• _WHAT THIS TASK INVOLVES_:
Lay out the material below as a numbered list, one line per number, leaving out any blank lines.

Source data

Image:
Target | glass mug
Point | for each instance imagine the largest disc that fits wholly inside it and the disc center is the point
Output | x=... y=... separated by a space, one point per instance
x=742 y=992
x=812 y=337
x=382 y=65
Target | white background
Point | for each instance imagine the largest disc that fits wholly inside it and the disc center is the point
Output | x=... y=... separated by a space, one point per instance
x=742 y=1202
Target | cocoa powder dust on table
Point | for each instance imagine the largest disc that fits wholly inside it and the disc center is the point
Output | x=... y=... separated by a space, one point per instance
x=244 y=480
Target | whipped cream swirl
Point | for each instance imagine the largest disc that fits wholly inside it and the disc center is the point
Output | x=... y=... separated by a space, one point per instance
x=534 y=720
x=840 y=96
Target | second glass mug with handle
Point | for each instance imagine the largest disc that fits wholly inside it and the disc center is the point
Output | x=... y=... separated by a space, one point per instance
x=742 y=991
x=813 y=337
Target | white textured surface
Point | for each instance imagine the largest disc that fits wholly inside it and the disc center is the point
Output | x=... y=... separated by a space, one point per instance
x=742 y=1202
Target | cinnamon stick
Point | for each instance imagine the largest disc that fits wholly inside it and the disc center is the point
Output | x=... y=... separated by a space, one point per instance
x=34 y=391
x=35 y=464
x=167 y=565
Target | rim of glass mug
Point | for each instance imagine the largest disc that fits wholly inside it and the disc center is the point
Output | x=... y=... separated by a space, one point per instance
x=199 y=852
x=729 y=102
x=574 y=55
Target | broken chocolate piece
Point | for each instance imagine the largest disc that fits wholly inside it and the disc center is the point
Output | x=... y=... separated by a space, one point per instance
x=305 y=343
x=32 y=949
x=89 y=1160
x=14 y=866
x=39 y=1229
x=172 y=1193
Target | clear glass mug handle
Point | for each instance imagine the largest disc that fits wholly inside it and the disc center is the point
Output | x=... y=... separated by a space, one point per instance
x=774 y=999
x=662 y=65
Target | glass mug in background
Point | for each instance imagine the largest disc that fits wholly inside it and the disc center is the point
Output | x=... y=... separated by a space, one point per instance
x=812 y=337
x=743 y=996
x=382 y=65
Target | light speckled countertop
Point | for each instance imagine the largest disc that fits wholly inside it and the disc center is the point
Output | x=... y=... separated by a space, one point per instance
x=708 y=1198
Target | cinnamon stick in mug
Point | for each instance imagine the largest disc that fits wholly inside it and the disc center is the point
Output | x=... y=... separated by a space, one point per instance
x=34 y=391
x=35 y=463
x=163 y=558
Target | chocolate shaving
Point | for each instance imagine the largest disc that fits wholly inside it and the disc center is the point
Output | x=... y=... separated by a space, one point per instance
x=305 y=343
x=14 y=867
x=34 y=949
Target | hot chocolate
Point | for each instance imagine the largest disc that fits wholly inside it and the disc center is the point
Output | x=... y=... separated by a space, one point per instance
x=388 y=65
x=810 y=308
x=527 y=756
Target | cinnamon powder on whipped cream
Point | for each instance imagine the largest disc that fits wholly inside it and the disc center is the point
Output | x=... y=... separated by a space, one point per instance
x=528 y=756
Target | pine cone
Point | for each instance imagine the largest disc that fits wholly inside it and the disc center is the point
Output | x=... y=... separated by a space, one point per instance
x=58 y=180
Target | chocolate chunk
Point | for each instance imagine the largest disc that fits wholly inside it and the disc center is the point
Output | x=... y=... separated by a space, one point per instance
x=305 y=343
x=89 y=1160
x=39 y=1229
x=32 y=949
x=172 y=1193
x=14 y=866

• _SOLUTION TO THIS TASK_:
1. Image:
2. Target | glass mug
3. Point | for each instance imagine the largest disc that fits wholly inside it and the disc center is the point
4. Output | x=... y=... separated by a space, one point per instance
5. x=742 y=992
6. x=812 y=337
7. x=382 y=65
8. Target | white background
9. Point | for each instance imagine the largest disc that fits wholly inside it and the disc center is the point
10. Output | x=... y=... separated by a space, one point per instance
11. x=742 y=1202
12. Target | cocoa powder dust on table
13. Point | for each instance imagine the largest disc that fits wholly inside it and the disc center is the point
14. Output | x=... y=... separated by a space, one point per instance
15. x=244 y=480
16. Target | whipped cream swirl
17. Point | for each instance imagine the largest disc that fits wholly inside it and the disc center is the point
18. Output | x=... y=... separated by a space, one point per instance
19. x=534 y=720
20. x=840 y=96
21. Target | second glass mug with handle
22. Point | for each instance imagine the largest disc that fits wholly inside it and the disc center is the point
23. Output | x=... y=... separated by a space, one point per instance
24. x=742 y=991
25. x=813 y=337
26. Target | white textured surface
27. Point | for each instance imagine the largest disc that fits wholly inside it and the disc center is the point
28. Output | x=... y=... separated by a space, one point per instance
29. x=742 y=1202
30. Target | cinnamon stick
31. Point | for each instance imagine the largest disc that fits wholly inside it and the disc center is the point
32. Output | x=... y=... separated by a space, one point per instance
33. x=34 y=391
34. x=35 y=464
35. x=167 y=565
36. Target | rim of glass mug
37. Point | for each instance imagine the largest disc that fits wholly inside it and the disc center is the point
38. Output | x=... y=... separated by a space, one point per instance
39. x=199 y=852
40. x=729 y=102
41. x=574 y=55
42. Target | broken chocolate piece
43. Point | for each instance imagine the largest disc that fits wholly inside it and the disc center is the point
44. Output | x=... y=... separated by a space, one point per instance
45. x=305 y=343
46. x=32 y=949
47. x=89 y=1160
48. x=14 y=866
49. x=39 y=1229
50. x=172 y=1193
51. Target | clear glass mug handle
52. Point | for each instance imagine the largest disc that fits wholly inside it and the disc center is the point
53. Output | x=... y=... separated by a space, one point per instance
54. x=774 y=999
55. x=662 y=65
56. Target | glass mug in background
57. Point | for each instance imagine the largest disc that fits wholly inside it and the disc center is the point
58. Output | x=... y=... separated by a space, one point per instance
59. x=812 y=337
60. x=743 y=996
61. x=382 y=65
62. Target | light speckled countertop
63. Point | for each instance imagine the largest disc that fits wholly inside it and the disc center is the point
64. Output | x=... y=... separated by a space, one point per instance
65. x=708 y=1198
66. Target | cinnamon stick in mug
67. Point | for each instance imagine the largest disc that fits wholly inside it and the disc center is the point
68. Output | x=... y=... separated by a space, one point per instance
69. x=34 y=391
70. x=35 y=463
71. x=163 y=558
72. Target | chocolate shaving
73. Point | for each instance imagine the largest disc that fits wholly inside it and the disc center is the point
74. Output | x=... y=... separated by a space, one point per instance
75. x=305 y=343
76. x=14 y=867
77. x=34 y=949
78. Target | hot chocolate
79. Point | for each instance imagine the largest disc that fits wholly inside it and the disc center is the point
80. Output | x=... y=... separated by a space, one point per instance
81. x=388 y=65
82. x=810 y=308
83. x=527 y=756
84. Target | cinnamon powder on whipped cream
85. Point | for each instance imagine the largest disc that fits wholly inside it and the disc center is the point
86. Output | x=... y=... separated by a space, one point per instance
87. x=528 y=756
88. Target | pine cone
89. Point | for each instance imagine the largest disc that fits wholly inside it and the disc center is the point
90. Output | x=... y=... separated by a space, one point per instance
91. x=58 y=180
92. Target | chocolate chunk
93. Point | for each instance imagine the largest disc that fits wholly inside it and the disc center is the point
94. Output | x=... y=... separated by a space, one point per instance
95. x=305 y=343
96. x=89 y=1160
97. x=39 y=1229
98. x=32 y=949
99. x=172 y=1193
100. x=14 y=866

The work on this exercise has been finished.